Dataset entries:
──────────────────────────────
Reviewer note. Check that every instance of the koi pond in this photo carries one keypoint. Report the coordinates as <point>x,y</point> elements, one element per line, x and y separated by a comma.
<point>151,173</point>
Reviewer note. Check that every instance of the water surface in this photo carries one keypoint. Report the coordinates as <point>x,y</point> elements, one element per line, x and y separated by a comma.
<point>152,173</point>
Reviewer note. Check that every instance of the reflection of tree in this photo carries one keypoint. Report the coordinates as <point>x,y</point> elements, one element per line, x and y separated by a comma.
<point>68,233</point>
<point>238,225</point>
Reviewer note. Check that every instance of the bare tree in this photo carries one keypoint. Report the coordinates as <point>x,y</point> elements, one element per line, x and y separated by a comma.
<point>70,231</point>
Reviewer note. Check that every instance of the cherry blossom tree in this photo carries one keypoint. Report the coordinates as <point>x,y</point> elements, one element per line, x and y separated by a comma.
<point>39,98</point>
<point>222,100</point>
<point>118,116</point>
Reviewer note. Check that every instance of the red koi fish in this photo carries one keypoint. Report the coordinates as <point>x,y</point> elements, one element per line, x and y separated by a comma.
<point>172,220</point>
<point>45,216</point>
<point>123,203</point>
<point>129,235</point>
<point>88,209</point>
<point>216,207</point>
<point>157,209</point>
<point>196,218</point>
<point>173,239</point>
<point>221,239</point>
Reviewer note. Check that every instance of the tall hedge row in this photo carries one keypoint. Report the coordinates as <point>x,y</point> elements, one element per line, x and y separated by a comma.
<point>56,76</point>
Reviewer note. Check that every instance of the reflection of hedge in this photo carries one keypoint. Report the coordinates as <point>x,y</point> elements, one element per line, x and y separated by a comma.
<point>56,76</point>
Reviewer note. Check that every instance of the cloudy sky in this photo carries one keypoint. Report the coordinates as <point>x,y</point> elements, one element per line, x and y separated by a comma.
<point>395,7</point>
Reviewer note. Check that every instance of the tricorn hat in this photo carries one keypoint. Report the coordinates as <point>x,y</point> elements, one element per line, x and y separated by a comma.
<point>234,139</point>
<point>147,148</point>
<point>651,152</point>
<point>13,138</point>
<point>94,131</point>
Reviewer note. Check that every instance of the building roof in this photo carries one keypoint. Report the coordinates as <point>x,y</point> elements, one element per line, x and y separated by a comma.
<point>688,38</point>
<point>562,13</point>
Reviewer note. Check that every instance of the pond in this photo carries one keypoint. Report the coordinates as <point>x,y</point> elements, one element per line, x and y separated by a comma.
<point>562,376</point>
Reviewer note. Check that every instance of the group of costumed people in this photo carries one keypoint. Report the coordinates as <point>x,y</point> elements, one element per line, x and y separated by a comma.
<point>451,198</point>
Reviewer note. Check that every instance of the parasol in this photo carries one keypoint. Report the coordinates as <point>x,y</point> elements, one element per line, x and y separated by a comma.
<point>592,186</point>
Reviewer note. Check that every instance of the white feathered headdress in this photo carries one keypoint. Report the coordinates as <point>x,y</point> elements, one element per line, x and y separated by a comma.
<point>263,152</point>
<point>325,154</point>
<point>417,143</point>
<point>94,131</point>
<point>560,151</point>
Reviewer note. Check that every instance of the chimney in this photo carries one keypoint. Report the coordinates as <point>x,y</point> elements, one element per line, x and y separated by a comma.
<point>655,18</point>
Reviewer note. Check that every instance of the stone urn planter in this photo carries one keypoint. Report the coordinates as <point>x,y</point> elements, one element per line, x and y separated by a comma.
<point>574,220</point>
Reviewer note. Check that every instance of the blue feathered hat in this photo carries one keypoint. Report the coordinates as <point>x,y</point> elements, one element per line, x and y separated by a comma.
──────────────────────────────
■ Goal of the exercise
To complete this exercise, set down every line above exactly once more.

■ Written answer
Reviewer note. Check that every instance of the koi pond in this photo carries one keypoint. Report the coordinates as <point>x,y</point> elements, one element per line, x and y separated by a comma.
<point>151,173</point>
Reviewer note. Check that every instance of the water surface in this photo carries one keypoint. Report the coordinates as <point>x,y</point> elements, one element per line, x and y separated by a comma.
<point>152,173</point>
Reviewer note. Check that every instance of the reflection of tree in this photo carries one keypoint. Report the coordinates as <point>x,y</point> elements, one element per line, x and y separated by a comma.
<point>68,233</point>
<point>238,225</point>
Reviewer note. Check that every instance of the bare tree in this photo carries one keypoint. Report the coordinates as <point>x,y</point> elements, one element per line, x and y separated by a comma.
<point>70,231</point>
Reviewer note. Check that every instance of the cherry blossom tree in this photo carries one keypoint. Report the coordinates as <point>x,y</point> elements, one element per line, x and y separated by a comma.
<point>39,98</point>
<point>222,100</point>
<point>118,116</point>
Reviewer note. Check that every instance of the red koi fish in this photo carries one keypoint. Report the coordinates as <point>x,y</point> elements, one element per line, x and y separated by a comma.
<point>172,220</point>
<point>45,216</point>
<point>123,203</point>
<point>129,235</point>
<point>88,209</point>
<point>216,207</point>
<point>157,209</point>
<point>196,218</point>
<point>173,239</point>
<point>221,239</point>
Reviewer note. Check that every instance of the tall hedge row in this photo carries one keypoint. Report the coordinates as <point>x,y</point> elements, one element per line, x and y separated by a comma.
<point>56,76</point>
Reviewer note. Check that every instance of the reflection of hedge in this photo carries one keypoint. Report the coordinates as <point>x,y</point> elements, one element per line, x and y separated by a comma.
<point>56,76</point>
Reviewer note. Check that every instance of the cloudy sky in this photo carries one keypoint. Report the coordinates as <point>x,y</point> elements, one element per line, x and y separated by a comma.
<point>395,7</point>
Reviewer note. Check that every instance of the tricorn hat in this photo carries one keypoint. Report the coordinates as <point>x,y</point> elements, one element per line, x and y separated by a comma.
<point>234,139</point>
<point>147,148</point>
<point>651,152</point>
<point>13,138</point>
<point>94,131</point>
Reviewer note. Check that every instance of the building roof in this photo carries one keypoint. Report the coordinates as <point>x,y</point> elements, one element per line, x and y separated by a comma.
<point>688,38</point>
<point>562,13</point>
Reviewer note. Check that every instance of the pond in this photo carries one keypoint. Report the coordinates as <point>x,y</point> elements, one element per line, x and y separated by a comma.
<point>562,376</point>
Reviewer note. Check that every instance of the group of costumed people in this photo carries one keypoint. Report the coordinates as <point>x,y</point> elements, one element per line, x and y separated by a comma.
<point>451,198</point>
Reviewer note. Check that every instance of the parasol in this photo carries one keypoint. Report the coordinates as <point>x,y</point> elements, one element per line, x and y separated by a comma.
<point>592,186</point>
Reviewer note. Check that every instance of the white feathered headdress in this photo carries one keypoint. Report the coordinates as <point>x,y</point> elements, one element per line, x and y separated by a comma.
<point>263,152</point>
<point>325,154</point>
<point>417,143</point>
<point>94,131</point>
<point>560,151</point>
Reviewer note. Check that every instance of the chimney in this photo carries one keypoint. Report the coordinates as <point>x,y</point> elements, one element per line, x and y separated by a comma.
<point>655,18</point>
Reviewer note. Check that every instance of the stone urn planter in this photo carries one keypoint. Report the coordinates as <point>x,y</point> elements, one element per line, x and y separated by a comma.
<point>574,220</point>
Reviewer note. Check that every instance of the blue feathered hat in this photo carries one keypoint. Report the coordinates as <point>x,y</point> elements, one element per line, x and y separated by a comma.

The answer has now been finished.